→ **DATA SHOWN**:

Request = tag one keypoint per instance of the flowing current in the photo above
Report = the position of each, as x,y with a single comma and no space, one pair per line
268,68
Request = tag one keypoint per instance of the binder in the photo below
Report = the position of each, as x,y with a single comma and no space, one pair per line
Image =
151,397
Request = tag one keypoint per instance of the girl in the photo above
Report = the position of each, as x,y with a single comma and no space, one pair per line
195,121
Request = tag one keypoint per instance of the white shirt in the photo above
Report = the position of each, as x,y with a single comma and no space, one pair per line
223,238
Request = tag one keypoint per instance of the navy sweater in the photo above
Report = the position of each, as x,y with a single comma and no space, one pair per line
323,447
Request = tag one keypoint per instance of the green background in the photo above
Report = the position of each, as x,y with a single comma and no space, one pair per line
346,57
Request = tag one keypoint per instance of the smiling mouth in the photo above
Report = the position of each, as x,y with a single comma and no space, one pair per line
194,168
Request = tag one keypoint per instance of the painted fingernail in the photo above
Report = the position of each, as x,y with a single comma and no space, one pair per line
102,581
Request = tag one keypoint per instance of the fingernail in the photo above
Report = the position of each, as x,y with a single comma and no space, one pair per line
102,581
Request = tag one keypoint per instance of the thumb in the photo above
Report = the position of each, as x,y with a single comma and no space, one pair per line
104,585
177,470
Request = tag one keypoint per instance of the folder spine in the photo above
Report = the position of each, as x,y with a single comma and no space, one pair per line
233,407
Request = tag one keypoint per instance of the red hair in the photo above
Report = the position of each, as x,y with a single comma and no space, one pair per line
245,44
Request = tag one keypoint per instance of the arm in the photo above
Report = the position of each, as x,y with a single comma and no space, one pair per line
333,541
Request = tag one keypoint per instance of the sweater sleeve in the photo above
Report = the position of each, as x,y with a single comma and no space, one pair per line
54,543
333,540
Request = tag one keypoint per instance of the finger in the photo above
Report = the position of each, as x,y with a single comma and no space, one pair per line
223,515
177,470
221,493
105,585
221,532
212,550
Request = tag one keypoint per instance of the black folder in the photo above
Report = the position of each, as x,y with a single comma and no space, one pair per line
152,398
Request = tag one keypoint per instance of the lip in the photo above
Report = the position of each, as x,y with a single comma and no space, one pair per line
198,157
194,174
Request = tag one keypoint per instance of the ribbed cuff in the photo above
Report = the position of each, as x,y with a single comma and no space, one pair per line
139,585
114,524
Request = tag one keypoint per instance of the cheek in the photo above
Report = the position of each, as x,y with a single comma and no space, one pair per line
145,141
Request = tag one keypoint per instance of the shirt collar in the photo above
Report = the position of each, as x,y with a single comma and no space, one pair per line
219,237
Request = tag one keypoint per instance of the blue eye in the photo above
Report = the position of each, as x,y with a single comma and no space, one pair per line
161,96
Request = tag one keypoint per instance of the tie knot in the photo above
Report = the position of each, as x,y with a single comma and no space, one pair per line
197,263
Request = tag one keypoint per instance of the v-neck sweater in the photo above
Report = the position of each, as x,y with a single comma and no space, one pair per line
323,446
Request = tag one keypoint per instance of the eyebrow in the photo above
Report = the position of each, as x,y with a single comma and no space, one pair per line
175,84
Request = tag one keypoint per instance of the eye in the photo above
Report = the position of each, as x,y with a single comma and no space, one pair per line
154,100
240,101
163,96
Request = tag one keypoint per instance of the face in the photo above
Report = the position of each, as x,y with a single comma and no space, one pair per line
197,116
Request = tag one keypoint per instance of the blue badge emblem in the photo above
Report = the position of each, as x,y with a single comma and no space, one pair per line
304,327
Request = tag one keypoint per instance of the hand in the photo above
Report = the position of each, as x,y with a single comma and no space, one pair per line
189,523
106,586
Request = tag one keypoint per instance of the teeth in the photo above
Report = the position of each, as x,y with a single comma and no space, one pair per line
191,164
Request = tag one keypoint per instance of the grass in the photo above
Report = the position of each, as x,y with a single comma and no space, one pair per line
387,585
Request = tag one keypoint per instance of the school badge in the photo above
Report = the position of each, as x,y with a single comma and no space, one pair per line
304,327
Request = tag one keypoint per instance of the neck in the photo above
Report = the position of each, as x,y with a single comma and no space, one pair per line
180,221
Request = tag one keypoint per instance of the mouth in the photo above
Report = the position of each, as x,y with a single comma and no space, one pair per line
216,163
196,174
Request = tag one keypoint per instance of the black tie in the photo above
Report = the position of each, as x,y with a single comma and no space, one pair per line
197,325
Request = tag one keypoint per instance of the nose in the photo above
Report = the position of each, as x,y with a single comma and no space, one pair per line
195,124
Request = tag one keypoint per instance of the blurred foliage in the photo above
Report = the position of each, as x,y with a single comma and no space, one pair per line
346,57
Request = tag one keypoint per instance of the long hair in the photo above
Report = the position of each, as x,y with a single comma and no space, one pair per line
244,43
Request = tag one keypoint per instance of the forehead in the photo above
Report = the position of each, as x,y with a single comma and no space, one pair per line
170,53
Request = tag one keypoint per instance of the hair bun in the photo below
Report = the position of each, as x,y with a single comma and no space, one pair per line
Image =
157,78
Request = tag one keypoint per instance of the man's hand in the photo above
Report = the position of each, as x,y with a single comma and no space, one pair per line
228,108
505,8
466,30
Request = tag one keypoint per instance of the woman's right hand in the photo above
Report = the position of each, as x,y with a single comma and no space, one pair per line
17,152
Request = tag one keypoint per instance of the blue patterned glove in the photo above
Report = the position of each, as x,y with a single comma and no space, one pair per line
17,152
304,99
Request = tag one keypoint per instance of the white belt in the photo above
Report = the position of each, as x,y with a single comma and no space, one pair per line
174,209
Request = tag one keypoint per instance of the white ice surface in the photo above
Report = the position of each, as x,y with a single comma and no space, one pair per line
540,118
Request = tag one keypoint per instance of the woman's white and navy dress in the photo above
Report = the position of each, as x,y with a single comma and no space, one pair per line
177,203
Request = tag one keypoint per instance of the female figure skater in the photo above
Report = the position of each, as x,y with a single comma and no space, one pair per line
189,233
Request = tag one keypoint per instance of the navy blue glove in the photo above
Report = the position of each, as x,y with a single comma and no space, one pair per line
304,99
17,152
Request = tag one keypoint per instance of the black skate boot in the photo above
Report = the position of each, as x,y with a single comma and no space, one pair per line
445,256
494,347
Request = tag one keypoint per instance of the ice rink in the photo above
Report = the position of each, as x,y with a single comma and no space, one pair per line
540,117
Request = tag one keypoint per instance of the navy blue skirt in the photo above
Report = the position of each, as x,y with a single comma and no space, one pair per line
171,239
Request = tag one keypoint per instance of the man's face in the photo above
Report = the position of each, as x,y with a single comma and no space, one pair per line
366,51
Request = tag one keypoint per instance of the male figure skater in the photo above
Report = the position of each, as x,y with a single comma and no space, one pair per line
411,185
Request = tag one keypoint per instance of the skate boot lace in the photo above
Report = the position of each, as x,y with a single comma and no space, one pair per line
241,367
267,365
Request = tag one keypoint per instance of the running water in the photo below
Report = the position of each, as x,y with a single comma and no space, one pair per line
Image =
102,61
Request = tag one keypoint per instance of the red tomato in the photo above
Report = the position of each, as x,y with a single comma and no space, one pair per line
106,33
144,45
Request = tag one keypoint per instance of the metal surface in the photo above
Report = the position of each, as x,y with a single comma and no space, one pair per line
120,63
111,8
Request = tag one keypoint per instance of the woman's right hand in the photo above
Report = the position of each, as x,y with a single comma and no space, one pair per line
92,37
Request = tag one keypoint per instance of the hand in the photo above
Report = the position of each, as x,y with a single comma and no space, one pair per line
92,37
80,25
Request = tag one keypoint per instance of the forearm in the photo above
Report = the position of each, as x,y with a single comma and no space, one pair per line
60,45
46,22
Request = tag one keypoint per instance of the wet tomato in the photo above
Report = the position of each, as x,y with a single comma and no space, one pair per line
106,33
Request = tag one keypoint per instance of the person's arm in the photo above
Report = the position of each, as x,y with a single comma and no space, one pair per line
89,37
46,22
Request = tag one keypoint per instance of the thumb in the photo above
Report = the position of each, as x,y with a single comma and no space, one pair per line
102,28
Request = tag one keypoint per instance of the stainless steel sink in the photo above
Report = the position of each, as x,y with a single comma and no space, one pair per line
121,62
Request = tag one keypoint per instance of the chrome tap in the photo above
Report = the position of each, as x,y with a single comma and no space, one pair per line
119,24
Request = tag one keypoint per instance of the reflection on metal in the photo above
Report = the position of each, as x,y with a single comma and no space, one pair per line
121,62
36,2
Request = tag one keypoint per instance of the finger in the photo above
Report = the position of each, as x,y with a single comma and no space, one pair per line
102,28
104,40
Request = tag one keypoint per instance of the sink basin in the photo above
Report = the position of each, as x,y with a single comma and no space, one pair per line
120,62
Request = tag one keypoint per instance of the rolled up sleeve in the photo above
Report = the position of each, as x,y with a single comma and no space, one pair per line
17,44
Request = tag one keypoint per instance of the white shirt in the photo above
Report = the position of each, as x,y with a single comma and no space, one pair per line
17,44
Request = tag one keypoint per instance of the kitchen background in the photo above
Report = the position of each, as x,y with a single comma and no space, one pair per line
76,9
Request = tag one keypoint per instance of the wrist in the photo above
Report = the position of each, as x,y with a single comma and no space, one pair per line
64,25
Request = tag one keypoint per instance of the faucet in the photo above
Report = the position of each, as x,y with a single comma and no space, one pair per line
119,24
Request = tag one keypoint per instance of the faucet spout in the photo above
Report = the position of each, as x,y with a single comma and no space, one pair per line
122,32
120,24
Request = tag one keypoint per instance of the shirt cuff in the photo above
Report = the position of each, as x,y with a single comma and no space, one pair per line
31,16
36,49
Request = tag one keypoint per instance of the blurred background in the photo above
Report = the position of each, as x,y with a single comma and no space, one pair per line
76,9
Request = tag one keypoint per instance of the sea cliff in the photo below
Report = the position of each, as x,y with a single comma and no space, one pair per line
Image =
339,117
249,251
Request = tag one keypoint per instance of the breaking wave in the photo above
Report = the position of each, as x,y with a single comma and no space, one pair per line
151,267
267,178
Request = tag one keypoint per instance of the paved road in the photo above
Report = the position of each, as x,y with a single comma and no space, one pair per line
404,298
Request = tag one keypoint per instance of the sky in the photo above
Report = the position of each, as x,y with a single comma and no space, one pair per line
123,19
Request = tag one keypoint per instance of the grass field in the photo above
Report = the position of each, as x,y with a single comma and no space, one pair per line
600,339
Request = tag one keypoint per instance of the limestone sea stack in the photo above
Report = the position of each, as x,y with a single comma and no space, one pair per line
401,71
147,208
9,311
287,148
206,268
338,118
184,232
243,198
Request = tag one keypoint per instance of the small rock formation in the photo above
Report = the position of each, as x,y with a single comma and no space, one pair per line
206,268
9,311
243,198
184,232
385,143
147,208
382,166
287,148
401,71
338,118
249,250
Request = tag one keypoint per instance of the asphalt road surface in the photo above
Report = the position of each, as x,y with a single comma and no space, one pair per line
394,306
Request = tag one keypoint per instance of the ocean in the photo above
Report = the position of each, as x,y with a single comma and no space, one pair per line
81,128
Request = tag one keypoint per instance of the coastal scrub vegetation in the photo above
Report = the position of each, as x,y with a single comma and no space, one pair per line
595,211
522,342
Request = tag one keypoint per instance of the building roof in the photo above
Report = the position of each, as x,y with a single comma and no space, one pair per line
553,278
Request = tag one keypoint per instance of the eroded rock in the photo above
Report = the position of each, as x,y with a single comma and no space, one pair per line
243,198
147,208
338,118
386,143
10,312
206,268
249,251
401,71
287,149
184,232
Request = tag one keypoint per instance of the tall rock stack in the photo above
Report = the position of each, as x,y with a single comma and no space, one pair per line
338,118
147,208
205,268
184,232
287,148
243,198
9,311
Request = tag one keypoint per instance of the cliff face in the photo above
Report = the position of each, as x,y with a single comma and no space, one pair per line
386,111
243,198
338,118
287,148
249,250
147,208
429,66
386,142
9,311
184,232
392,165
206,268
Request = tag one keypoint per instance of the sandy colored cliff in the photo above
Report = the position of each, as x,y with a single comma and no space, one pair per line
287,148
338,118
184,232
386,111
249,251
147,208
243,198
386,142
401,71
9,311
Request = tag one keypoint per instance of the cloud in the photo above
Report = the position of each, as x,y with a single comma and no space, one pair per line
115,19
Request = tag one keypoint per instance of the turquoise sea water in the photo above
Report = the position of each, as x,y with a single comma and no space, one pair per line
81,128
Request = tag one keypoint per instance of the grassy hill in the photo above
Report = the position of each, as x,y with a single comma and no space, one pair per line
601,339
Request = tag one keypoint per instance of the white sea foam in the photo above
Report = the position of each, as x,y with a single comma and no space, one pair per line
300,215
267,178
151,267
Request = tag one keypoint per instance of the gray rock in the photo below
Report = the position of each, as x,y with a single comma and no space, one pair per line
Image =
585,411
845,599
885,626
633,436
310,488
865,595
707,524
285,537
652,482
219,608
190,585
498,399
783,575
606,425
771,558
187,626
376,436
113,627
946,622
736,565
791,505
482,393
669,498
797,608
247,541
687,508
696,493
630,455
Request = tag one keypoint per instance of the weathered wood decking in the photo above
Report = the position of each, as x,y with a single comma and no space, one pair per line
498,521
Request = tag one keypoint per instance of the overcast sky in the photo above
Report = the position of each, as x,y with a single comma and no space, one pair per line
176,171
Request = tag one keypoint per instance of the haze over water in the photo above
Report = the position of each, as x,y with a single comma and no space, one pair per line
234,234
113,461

→ **YOUR OBJECTIVE**:
What is wanted is every line from the first line of the entries through the line that contains "Request = tag one keypoint per instance of the binder", given again exactly.

→ **TASK OUTPUT**:
Request = tag one keypoint per instance of the flowing current in the photo above
Report = the position of each, as x,y with a single comma and no space, one pair per line
268,68
Request = tag one keypoint per instance of the binder in the photo below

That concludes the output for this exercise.